**Task to complete:** Reproduce exactly the first line of the material below and every line after it, ending with the line that contains "bbox: beige pants". No pictures should be copied.

**Data for analysis:**
────────────────────

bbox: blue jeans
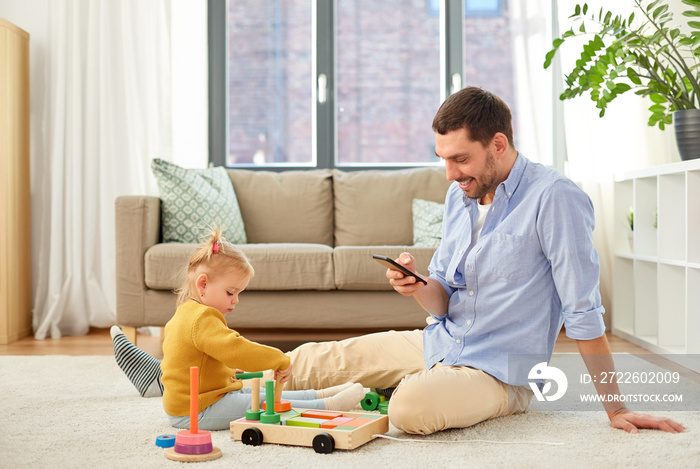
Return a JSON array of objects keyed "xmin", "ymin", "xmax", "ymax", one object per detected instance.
[{"xmin": 167, "ymin": 387, "xmax": 322, "ymax": 431}]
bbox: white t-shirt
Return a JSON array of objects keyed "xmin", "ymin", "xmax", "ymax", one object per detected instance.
[{"xmin": 470, "ymin": 201, "xmax": 491, "ymax": 248}]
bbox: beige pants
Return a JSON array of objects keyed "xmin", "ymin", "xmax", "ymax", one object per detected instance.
[{"xmin": 285, "ymin": 329, "xmax": 532, "ymax": 434}]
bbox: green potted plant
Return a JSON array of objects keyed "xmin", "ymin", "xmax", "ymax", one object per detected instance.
[
  {"xmin": 544, "ymin": 0, "xmax": 700, "ymax": 160},
  {"xmin": 627, "ymin": 206, "xmax": 634, "ymax": 251}
]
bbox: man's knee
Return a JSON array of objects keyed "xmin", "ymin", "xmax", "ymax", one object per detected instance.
[{"xmin": 388, "ymin": 378, "xmax": 441, "ymax": 435}]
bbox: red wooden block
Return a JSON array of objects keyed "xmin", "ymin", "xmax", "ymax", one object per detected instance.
[
  {"xmin": 343, "ymin": 418, "xmax": 374, "ymax": 428},
  {"xmin": 301, "ymin": 410, "xmax": 344, "ymax": 420},
  {"xmin": 320, "ymin": 416, "xmax": 354, "ymax": 429}
]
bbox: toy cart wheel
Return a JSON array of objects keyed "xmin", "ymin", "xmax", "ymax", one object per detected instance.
[
  {"xmin": 312, "ymin": 433, "xmax": 335, "ymax": 454},
  {"xmin": 241, "ymin": 427, "xmax": 263, "ymax": 446}
]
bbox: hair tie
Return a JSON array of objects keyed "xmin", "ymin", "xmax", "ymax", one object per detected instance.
[{"xmin": 212, "ymin": 240, "xmax": 219, "ymax": 254}]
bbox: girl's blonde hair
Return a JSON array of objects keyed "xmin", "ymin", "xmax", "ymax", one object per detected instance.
[{"xmin": 175, "ymin": 227, "xmax": 254, "ymax": 306}]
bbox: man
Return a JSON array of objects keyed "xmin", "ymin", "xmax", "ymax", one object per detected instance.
[
  {"xmin": 287, "ymin": 87, "xmax": 684, "ymax": 435},
  {"xmin": 113, "ymin": 87, "xmax": 683, "ymax": 435}
]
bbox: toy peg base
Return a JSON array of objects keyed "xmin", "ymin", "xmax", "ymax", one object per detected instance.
[
  {"xmin": 261, "ymin": 399, "xmax": 292, "ymax": 413},
  {"xmin": 165, "ymin": 446, "xmax": 222, "ymax": 462},
  {"xmin": 245, "ymin": 409, "xmax": 263, "ymax": 421},
  {"xmin": 260, "ymin": 412, "xmax": 281, "ymax": 424}
]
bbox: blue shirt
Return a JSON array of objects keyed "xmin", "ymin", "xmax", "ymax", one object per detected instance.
[{"xmin": 425, "ymin": 153, "xmax": 606, "ymax": 386}]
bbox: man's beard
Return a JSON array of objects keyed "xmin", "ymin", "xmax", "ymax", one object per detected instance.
[{"xmin": 463, "ymin": 150, "xmax": 498, "ymax": 201}]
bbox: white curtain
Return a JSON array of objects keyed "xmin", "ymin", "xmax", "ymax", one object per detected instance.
[
  {"xmin": 33, "ymin": 0, "xmax": 171, "ymax": 339},
  {"xmin": 508, "ymin": 0, "xmax": 683, "ymax": 329},
  {"xmin": 509, "ymin": 0, "xmax": 553, "ymax": 167},
  {"xmin": 554, "ymin": 0, "xmax": 681, "ymax": 328}
]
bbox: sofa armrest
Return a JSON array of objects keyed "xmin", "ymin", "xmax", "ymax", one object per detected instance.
[{"xmin": 115, "ymin": 195, "xmax": 161, "ymax": 327}]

────────────────────

**Response to the exercise:**
bbox: blue jeans
Return a JSON array of objects keyed "xmin", "ymin", "xmax", "ymax", one object per detected instance.
[{"xmin": 167, "ymin": 387, "xmax": 322, "ymax": 431}]
bbox: white t-shirt
Return a JSON array of objects keyed "xmin", "ymin", "xmax", "ymax", one object per detected instance.
[{"xmin": 470, "ymin": 201, "xmax": 491, "ymax": 248}]
bbox: beige pants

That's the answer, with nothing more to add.